EXCERPT TO READ
A Perfect Planet (2021) s01e03 Episode Script

Weather

A Perfect Planet.
We live in a world with a violent atmosphere.
Rain clouds form, and powerful winds carry their fresh water around the globe.
Without this, our perfect planet simply couldn't function for all life on land depends on the weather.
We all know that the weather can change on a daily, even hourly, basis.
But annual weather patterns have been stable for millennia and it's this reliability on which life depends.
Every year in October, the weather brings a dramatic transformation to this tiny patch of forest in Zambia.
Storm clouds begin to build.
And right on cue, straw-coloured fruit bats start to appear.
They've travelled hundreds, if not thousands, of miles to be here.
And they always arrive at exactly the same time.
They know that these rains will transform this forest, allowing countless fruit trees to ripen.
And the bats gorge on the new-found abundance.
For just 12 weeks every year, this forest becomes home to ten million fruit bats.
One of the greatest gatherings of mammals on Earth, all crowding into an area no bigger than a dozen football pitches.
From this hub, the bats fan out, consuming more than 300,000 tonnes of fruit, spreading the seeds and regenerating the forests.
Africa's largest wildlife migration entirely dependent on the rain that comes to this small corner of Zambia at the same time each year.

DATA SECTION
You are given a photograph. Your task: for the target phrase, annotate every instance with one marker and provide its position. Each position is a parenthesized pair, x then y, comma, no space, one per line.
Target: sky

EXERCISES TO COMPLETE
• 1. Rewrite the part of the episode script that opens with the words containing "We live in a" and closes with "the same time.", replacing "October" with "November".
• 2. Summarize the episode script in two sentences.
• 3. Extend the episode script, beginning after its final sentence.

THE RESPONSES
• 1.
We live in a world with a violent atmosphere.
Rain clouds form, and powerful winds carry their fresh water around the globe.
Without this, our perfect planet simply couldn't function for all life on land depends on the weather.
We all know that the weather can change on a daily, even hourly, basis.
But annual weather patterns have been stable for millennia and it's this reliability on which life depends.
Every year in November, the weather brings a dramatic transformation to this tiny patch of forest in Zambia.
Storm clouds begin to build.
And right on cue, straw-coloured fruit bats start to appear.
They've travelled hundreds, if not thousands, of miles to be here.
And they always arrive at exactly the same time.

• 2. The episode script states that all life on land depends on the weather, and that annual weather patterns, stable for millennia, provide the reliability on which life depends. Each October, rains arrive in a small patch of Zambian forest and ripen its fruit trees, drawing ten million fruit bats that stay for 12 weeks, consume more than 300,000 tonnes of fruit, and spread seeds that regenerate the forests.

• 3.
Every second, over 13 million tonnes of water evaporate from our oceans, forming clouds.
The spin of the Earth and the prevailing winds determine where these clouds blow.
As a consequence, some places get less rain and others much more.
The Amazon rainforest one of the wettest places on Earth.
It gets three metres of rain a year so life has learned to deal with the near-daily downpours.
Every year, for thousands of years, the persistent rains have flooded vast tracts of the Amazon turning the jungle into a seasonal wetland.
Anything living here must either climb or swim.
But there's one extraordinary animal that has turned this deluge from a disaster into an opportunity.
This fire ant has reached the edge of her known world.
Her way forward has now become blocked by the rising waters.
She's one of many, and in a few minutes their underground home will be submerged.
Forced to evacuate, workers and soldiers try to save the larval young.
As their nest floods, the colony seems to be doomed.
But from chaos comes order.
The fire ants band together, each locking legs with its neighbours.
They're building a living raft.
Each ant is covered in fine hairs that trap air against its body.
As the raft forms, this air creates a cushion for them all to float on.
This is the power of the colony.
By working together, they've become unsinkable.
And no-one gets left behind.
Pulled from the shallows, the colony is now at the mercy of the flood.
Holding tight to the larvae and keeping their queen hidden at the centre of the raft, the colony drifts into deeper water where they're vulnerable to fish that now swim through the flooded forest.
Those that lose their grip must get back to the safety of the raft.
With jaws that join to become a surgical needle, this pond skater could suck an ant dry.
But together the colony is strong, and it's time to repel boarders.
The ants can travel like this for weeks.
They've even come to depend on the flood to carry them to new feeding grounds.
At last, the ants can make their raft secure.
Surging forward, they claim their new home evicting current tenants without hesitation.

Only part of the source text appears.